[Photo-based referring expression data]
§ §
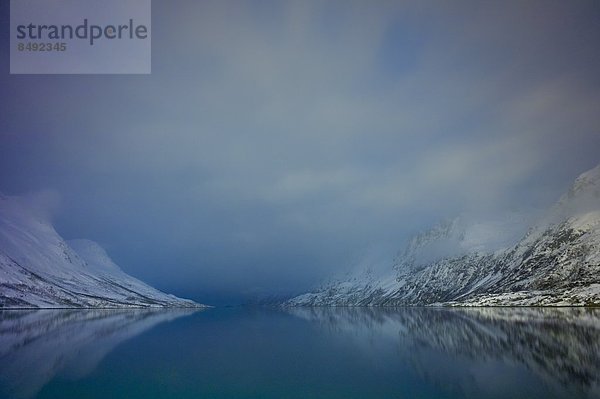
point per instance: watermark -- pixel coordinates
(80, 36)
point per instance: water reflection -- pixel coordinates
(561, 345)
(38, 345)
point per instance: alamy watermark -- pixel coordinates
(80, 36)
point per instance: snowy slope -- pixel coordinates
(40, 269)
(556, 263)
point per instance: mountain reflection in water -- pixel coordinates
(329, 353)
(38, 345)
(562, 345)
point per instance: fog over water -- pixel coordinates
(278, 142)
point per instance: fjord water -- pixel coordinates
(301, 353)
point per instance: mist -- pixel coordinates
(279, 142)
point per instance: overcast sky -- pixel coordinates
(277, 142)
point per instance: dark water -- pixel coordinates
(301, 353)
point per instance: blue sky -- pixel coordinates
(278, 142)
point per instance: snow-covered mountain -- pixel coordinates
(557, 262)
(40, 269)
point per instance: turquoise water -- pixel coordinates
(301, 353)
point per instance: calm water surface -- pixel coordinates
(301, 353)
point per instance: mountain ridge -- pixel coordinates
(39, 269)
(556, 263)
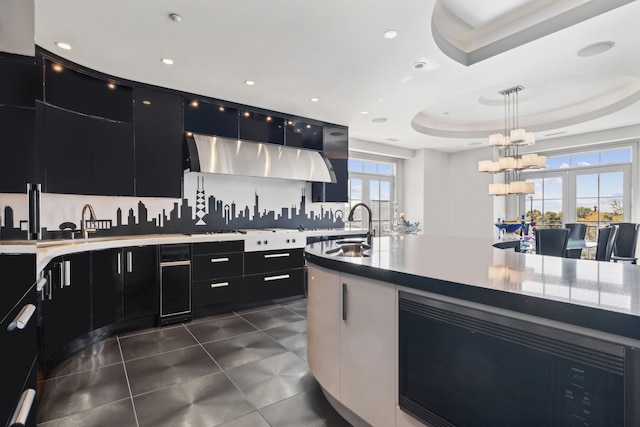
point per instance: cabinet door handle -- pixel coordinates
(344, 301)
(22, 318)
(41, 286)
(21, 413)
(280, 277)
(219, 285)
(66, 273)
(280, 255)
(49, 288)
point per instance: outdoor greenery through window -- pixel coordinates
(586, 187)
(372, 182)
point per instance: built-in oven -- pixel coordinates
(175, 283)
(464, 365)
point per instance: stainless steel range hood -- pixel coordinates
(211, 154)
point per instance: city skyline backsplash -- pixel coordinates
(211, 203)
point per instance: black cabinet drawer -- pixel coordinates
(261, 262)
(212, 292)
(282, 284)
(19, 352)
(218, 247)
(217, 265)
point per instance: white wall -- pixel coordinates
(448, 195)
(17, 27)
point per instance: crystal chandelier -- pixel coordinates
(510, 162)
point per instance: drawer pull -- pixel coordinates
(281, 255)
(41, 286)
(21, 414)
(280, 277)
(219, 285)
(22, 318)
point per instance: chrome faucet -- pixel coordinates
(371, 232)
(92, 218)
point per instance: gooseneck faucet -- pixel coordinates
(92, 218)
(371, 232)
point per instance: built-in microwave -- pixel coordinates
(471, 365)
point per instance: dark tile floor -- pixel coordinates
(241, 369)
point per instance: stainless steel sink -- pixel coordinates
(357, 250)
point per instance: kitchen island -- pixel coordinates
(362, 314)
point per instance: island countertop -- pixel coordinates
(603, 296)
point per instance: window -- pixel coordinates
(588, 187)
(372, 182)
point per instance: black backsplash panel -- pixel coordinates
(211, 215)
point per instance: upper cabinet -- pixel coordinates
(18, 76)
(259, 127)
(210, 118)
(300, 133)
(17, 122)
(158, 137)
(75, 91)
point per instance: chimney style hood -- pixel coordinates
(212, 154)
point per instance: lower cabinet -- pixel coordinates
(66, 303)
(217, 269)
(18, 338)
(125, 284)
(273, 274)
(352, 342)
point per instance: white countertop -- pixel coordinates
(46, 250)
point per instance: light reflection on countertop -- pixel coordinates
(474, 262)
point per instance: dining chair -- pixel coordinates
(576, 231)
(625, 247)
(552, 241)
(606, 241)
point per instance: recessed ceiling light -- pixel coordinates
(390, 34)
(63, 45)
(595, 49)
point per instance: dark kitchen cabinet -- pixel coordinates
§ §
Copy the line containing "point per instance: light" and every line after it, through the last line of the records. Include nothing else.

• [Answer section]
point per instance: light reflection on countertop -- pixel coordinates
(474, 262)
point per instance: dining chair -- pixel coordinates
(576, 231)
(625, 247)
(552, 241)
(606, 241)
point per instance: recessed ceiling light -- pixel coordinates
(390, 34)
(63, 45)
(595, 49)
point per instance: dark kitchen cabinet -- pixel coordinates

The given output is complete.